Output each entry verbatim and exclude every picture from it.

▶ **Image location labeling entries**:
• • •

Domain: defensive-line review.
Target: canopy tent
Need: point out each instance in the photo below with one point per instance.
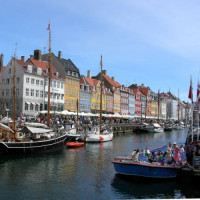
(4, 127)
(34, 130)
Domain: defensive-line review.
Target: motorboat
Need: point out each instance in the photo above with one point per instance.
(127, 167)
(93, 134)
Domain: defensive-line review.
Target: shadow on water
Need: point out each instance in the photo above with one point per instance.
(141, 188)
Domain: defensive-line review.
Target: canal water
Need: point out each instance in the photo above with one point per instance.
(87, 172)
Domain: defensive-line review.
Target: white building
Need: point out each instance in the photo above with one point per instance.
(29, 88)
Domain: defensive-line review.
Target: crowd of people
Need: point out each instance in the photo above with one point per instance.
(171, 156)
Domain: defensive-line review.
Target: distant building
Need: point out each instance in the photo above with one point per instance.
(114, 87)
(71, 75)
(85, 96)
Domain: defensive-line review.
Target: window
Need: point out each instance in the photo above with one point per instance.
(32, 81)
(17, 92)
(27, 92)
(26, 106)
(7, 81)
(37, 93)
(31, 106)
(32, 92)
(58, 85)
(17, 80)
(36, 107)
(7, 92)
(41, 94)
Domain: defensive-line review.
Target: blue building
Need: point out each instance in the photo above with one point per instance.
(85, 96)
(131, 102)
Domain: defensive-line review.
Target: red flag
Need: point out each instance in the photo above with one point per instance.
(198, 92)
(190, 95)
(48, 28)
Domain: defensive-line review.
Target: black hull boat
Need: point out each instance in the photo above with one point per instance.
(33, 147)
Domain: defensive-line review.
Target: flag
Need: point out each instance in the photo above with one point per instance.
(190, 95)
(48, 28)
(198, 92)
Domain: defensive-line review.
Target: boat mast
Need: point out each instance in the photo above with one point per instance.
(14, 100)
(49, 85)
(101, 64)
(158, 106)
(178, 106)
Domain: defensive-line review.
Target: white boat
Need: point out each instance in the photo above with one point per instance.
(94, 134)
(156, 128)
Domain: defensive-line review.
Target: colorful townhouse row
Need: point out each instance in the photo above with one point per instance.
(69, 87)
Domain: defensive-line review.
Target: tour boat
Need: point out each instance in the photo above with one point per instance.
(125, 166)
(74, 144)
(31, 139)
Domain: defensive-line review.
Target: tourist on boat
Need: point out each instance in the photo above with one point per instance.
(169, 149)
(146, 151)
(153, 157)
(177, 156)
(135, 155)
(182, 150)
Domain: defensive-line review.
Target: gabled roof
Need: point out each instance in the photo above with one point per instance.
(42, 64)
(113, 83)
(91, 81)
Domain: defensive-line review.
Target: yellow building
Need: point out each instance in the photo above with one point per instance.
(154, 108)
(72, 90)
(95, 95)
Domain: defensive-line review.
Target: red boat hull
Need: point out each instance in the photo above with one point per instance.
(74, 144)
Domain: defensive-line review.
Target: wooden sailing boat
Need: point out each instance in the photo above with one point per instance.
(33, 140)
(97, 133)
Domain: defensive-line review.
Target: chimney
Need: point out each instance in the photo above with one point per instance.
(60, 54)
(1, 62)
(104, 72)
(89, 74)
(37, 55)
(23, 58)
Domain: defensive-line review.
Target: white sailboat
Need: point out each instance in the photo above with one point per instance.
(98, 133)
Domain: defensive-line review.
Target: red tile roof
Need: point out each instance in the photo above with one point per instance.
(113, 83)
(42, 64)
(91, 81)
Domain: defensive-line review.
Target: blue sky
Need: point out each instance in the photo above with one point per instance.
(142, 41)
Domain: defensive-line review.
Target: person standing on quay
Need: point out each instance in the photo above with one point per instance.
(177, 156)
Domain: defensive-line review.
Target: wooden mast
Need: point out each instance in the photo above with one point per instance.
(101, 64)
(14, 100)
(158, 105)
(49, 85)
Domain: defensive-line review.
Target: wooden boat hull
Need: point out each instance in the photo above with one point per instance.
(74, 144)
(39, 147)
(131, 168)
(125, 166)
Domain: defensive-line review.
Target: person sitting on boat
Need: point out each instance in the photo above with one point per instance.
(169, 148)
(154, 157)
(182, 150)
(177, 156)
(146, 151)
(135, 155)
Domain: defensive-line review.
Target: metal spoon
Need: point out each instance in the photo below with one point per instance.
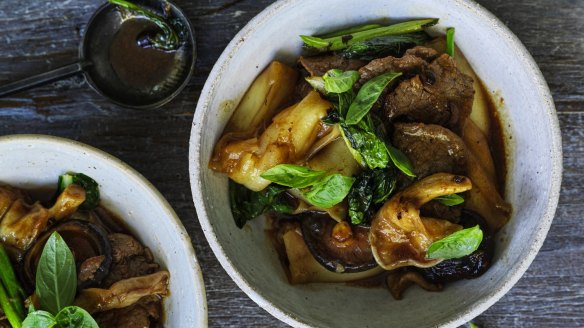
(117, 67)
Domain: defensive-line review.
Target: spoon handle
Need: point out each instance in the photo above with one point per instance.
(41, 79)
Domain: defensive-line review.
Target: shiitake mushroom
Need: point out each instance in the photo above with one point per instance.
(337, 246)
(89, 244)
(467, 267)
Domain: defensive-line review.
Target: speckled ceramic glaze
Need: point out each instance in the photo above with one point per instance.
(31, 161)
(534, 167)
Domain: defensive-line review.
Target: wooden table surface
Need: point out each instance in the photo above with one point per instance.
(36, 36)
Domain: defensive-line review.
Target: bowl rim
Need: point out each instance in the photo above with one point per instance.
(117, 164)
(196, 167)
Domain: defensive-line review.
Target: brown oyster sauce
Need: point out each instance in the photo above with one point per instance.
(498, 145)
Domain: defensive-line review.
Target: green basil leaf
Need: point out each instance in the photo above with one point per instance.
(401, 161)
(458, 244)
(317, 82)
(247, 205)
(367, 96)
(75, 317)
(92, 196)
(329, 191)
(366, 147)
(293, 176)
(56, 277)
(450, 200)
(337, 81)
(39, 319)
(450, 41)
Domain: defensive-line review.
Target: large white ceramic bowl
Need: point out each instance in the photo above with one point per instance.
(534, 168)
(31, 161)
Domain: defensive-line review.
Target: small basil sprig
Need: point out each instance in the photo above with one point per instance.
(344, 40)
(56, 286)
(68, 317)
(450, 41)
(56, 278)
(401, 161)
(367, 96)
(246, 204)
(450, 200)
(458, 244)
(293, 176)
(92, 196)
(338, 81)
(329, 191)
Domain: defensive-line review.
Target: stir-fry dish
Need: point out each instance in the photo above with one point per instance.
(377, 159)
(66, 261)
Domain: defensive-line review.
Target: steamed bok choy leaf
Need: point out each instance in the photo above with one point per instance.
(367, 96)
(338, 42)
(391, 45)
(371, 187)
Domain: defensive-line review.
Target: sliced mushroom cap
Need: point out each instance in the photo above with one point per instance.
(467, 267)
(88, 243)
(399, 236)
(338, 246)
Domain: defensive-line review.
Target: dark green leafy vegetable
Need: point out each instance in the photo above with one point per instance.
(367, 96)
(246, 205)
(8, 280)
(345, 40)
(450, 41)
(450, 200)
(75, 317)
(69, 317)
(329, 191)
(172, 31)
(9, 308)
(349, 30)
(401, 161)
(91, 187)
(338, 81)
(391, 45)
(56, 278)
(366, 147)
(458, 244)
(39, 319)
(294, 176)
(371, 187)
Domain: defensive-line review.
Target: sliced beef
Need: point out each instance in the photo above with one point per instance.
(130, 259)
(431, 149)
(318, 65)
(144, 314)
(413, 61)
(440, 94)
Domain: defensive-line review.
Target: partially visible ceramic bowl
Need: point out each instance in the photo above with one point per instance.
(534, 165)
(33, 161)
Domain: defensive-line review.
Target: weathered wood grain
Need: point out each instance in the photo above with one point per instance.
(39, 35)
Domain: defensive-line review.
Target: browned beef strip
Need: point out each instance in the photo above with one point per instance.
(130, 259)
(144, 314)
(413, 62)
(431, 149)
(441, 95)
(318, 65)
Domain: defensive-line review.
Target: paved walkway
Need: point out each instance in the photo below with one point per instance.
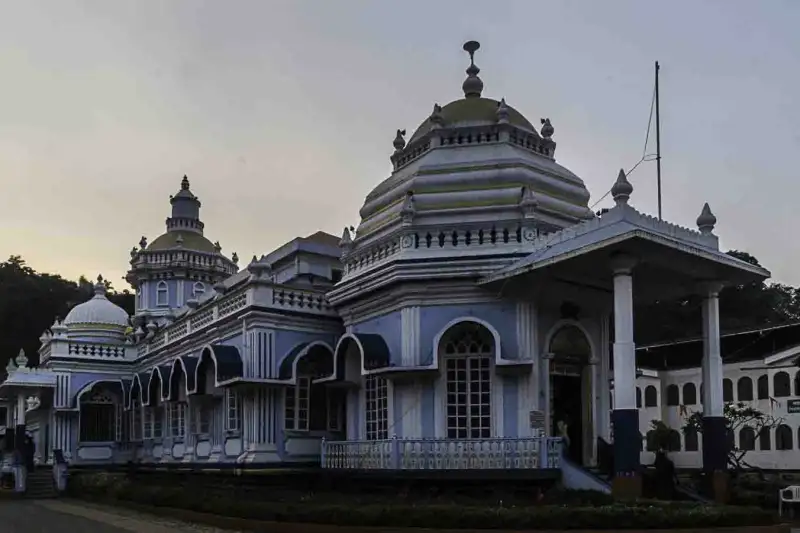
(48, 516)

• • •

▶ **Exercise response**:
Domain: defensive-line review.
Target: canopy tent
Need: point out each instance in the photo below with one point per instance.
(4, 127)
(34, 130)
Domain: defensive-line review.
Target: motorboat
Need: point out each instance in the photo above with one point per instance.
(127, 167)
(93, 134)
Domain: defensive-line review.
Target: shadow on water
Need: point out each instance in the photo above with one point per instance.
(141, 188)
Domain: defensive-line review.
Target: canal water
Need: point out each instance in the photo above with one point per instance.
(87, 172)
Domain: defensive-line review.
Target: white building
Need: point out each instance in the photo above with one point per instance.
(29, 88)
Domain: defensive-line review.
Target: crowd of people
Need: point out each instance in the photo above with one point per instance.
(171, 156)
Domain: defensive-line review.
Target: distant building
Need: point out each instance in the photo above with one point per instance.
(114, 87)
(71, 75)
(85, 96)
Domain: defensive-line review.
Target: window
Need: point out each instance in the photo above with one point per instance.
(32, 81)
(17, 92)
(27, 92)
(26, 106)
(7, 81)
(37, 93)
(31, 106)
(32, 92)
(58, 85)
(17, 80)
(36, 107)
(7, 92)
(41, 94)
Domain: defensive-line review.
Target: blue building
Need: point out each instance in the photo above with one point per instance.
(85, 96)
(131, 102)
Domain: defensive-line review.
Target: red flag
Need: point out each instance in the photo above with one point per instance.
(198, 92)
(190, 95)
(48, 28)
Domain: defensive-line review.
Target: black hull boat
Need: point out each instance in the photo above with one point per instance.
(33, 147)
Domain: defensive-line review.
Target: flag
Need: point out each instance in the photo above with one point per instance.
(190, 95)
(48, 28)
(198, 92)
Domain: defensive-line review.
Target: boat mast
Need: point out each instance in the photo above with one point per instance.
(14, 100)
(49, 85)
(101, 64)
(158, 106)
(178, 106)
Domain: defensive-line review.
Target: white boat
Need: point out each instance in the photo above with one point per instance.
(94, 134)
(156, 128)
Domain: defensive-line review.
Target: colorful townhouse row
Need: point out each instance in the photo above with one point per instance.
(69, 87)
Domain: defensive-line review.
Target: tour boat
Need: point out each instance in the photo above with one point per instance.
(125, 166)
(74, 144)
(31, 139)
Domain: defensive-line review.
Target: tourist on boat
Need: point out each instance in the photo above with one point per instance.
(169, 149)
(146, 151)
(153, 157)
(177, 156)
(135, 155)
(182, 150)
Domain: defensive-line review.
Target: gabled roof
Need: point out each instance in the photo above with one point per instance.
(42, 64)
(113, 83)
(91, 81)
Domain: defensive-line review.
Target: yellow building
Need: point out each instance in the photo above with one point per instance.
(154, 108)
(72, 90)
(95, 95)
Domain: defensive-line review.
Target: red boat hull
Need: point out each instance in the photo above with one point per instance.
(74, 144)
Domain: defensive-line review.
Target: wooden sailing boat
Need: point out each instance in the photo above with one point per instance.
(33, 140)
(97, 133)
Domain: defensive-line review.
Target: chimney
Need: point out each instance in the photo above with one point per instance.
(60, 54)
(1, 62)
(104, 72)
(89, 74)
(37, 55)
(23, 58)
Domain: defensive-line review.
Target: white sailboat
Need: point out each instance in the photo above with one point per instance.
(98, 133)
Domain: defensive-line review.
Target: red tile roof
Need: point out each instance in the photo above with one point per instance.
(113, 83)
(42, 64)
(91, 81)
Domain: defensive-line review.
Target: blue sky
Need: point out each instance in the photo above with one point per instance.
(142, 41)
Domain: defensive-line review.
Target: person standing on quay
Need: point out each instance in the photo above with one point per instance.
(177, 156)
Domain: defensive-line review.
Target: wooden mast
Need: point out each instance in the photo above with one point per instance.
(101, 64)
(14, 100)
(158, 105)
(49, 85)
Domain: defensive-line review.
Target: wooden boat hull
Need: point out each instance in the photo above with one point per instance.
(74, 144)
(39, 147)
(131, 168)
(125, 166)
Domain: defensive-line review.
Target: person sitting on boat
Need: point out each instance in the photo above with one point per instance.
(169, 148)
(154, 157)
(182, 150)
(177, 156)
(146, 151)
(135, 155)
Domain: defensive-line review.
Target: metal spoon
Need: point out each instance in the photo below with one point per instance.
(117, 67)
Domain: defensive-line review.
Target: spoon handle
Need: point out each instance in the photo above with one point per instance.
(41, 79)
Domain: defensive-line review.
Target: shiitake mushroom
Need: point out each instance in the photo above with one point per instance.
(337, 246)
(89, 244)
(467, 267)
Domain: defensive-line review.
Target: speckled ceramic glaze
Need: point out each instance in the photo above with one point per instance.
(31, 161)
(534, 167)
Domain: defensive-line review.
Target: wooden table surface
Need: point out each instance in the photo above with one point per instance.
(36, 36)
Domain: defensive-line review.
Target: bowl rim
Need: point out each instance in the photo above with one point per instance.
(117, 164)
(196, 167)
Domain: defensive-line review.
Target: brown oyster sauce
Need: point out each instance in the photo above with one point per instance.
(498, 145)
Domain: defensive-line review.
Target: green basil leaf
Need: point out each instance in the photo above with one point per instance.
(401, 161)
(458, 244)
(317, 82)
(247, 205)
(367, 96)
(75, 317)
(92, 196)
(329, 191)
(366, 147)
(293, 176)
(56, 277)
(450, 200)
(337, 81)
(39, 319)
(450, 41)
Domain: defensive-line review.
Target: large white ceramic bowl
Need: point out each instance in the photo above with one point per instance.
(534, 168)
(31, 161)
Domain: defensive-line review.
Target: small basil sprig
Need: point out each instance in the photo above with one point per instance.
(344, 40)
(56, 286)
(68, 317)
(450, 41)
(56, 278)
(401, 161)
(367, 96)
(246, 204)
(450, 200)
(458, 244)
(293, 176)
(92, 196)
(338, 81)
(329, 191)
Domain: defensive-line review.
Target: stir-fry dish
Need: point out each instance in the photo above with one point per instance.
(377, 159)
(66, 261)
Domain: defensive-line review.
Target: steamed bok choy leaf
Need: point out each instance in the photo above with one point per instance.
(367, 96)
(338, 42)
(391, 45)
(371, 187)
Domain: defensive-line review.
Target: sliced mushroom cap
Need: point out each instance in the photo above with one point per instance.
(467, 267)
(88, 243)
(399, 236)
(338, 246)
Domain: defensive-line review.
Target: dark green leafy vegetable
Need: point out each instance in the photo above with one point per instance.
(367, 96)
(246, 205)
(8, 280)
(345, 40)
(450, 41)
(450, 200)
(75, 317)
(69, 317)
(329, 191)
(172, 31)
(9, 308)
(349, 30)
(401, 161)
(91, 187)
(338, 81)
(391, 45)
(56, 278)
(366, 147)
(458, 244)
(39, 319)
(294, 176)
(371, 187)
Domain: defensive-line review.
Target: sliced beef
Need: point out each instance in the photo above with one point per instance.
(130, 259)
(431, 149)
(318, 65)
(144, 314)
(413, 61)
(440, 94)
Domain: defensive-line review.
Target: partially visible ceramic bowl
Need: point out each instance in the photo above with one point per instance.
(534, 165)
(33, 161)
Domain: defensive-line review.
Target: weathered wood grain
Need: point out each instance in the photo above with one point per instance.
(39, 35)
Domain: defensive-line review.
Target: browned beef strip
Need: point out each instance in the photo above with one point per instance.
(130, 259)
(144, 314)
(413, 62)
(431, 149)
(441, 95)
(318, 65)
Domain: defensive-line review.
Target: paved walkway
Need: point out each instance in the photo below with one point per instance.
(48, 516)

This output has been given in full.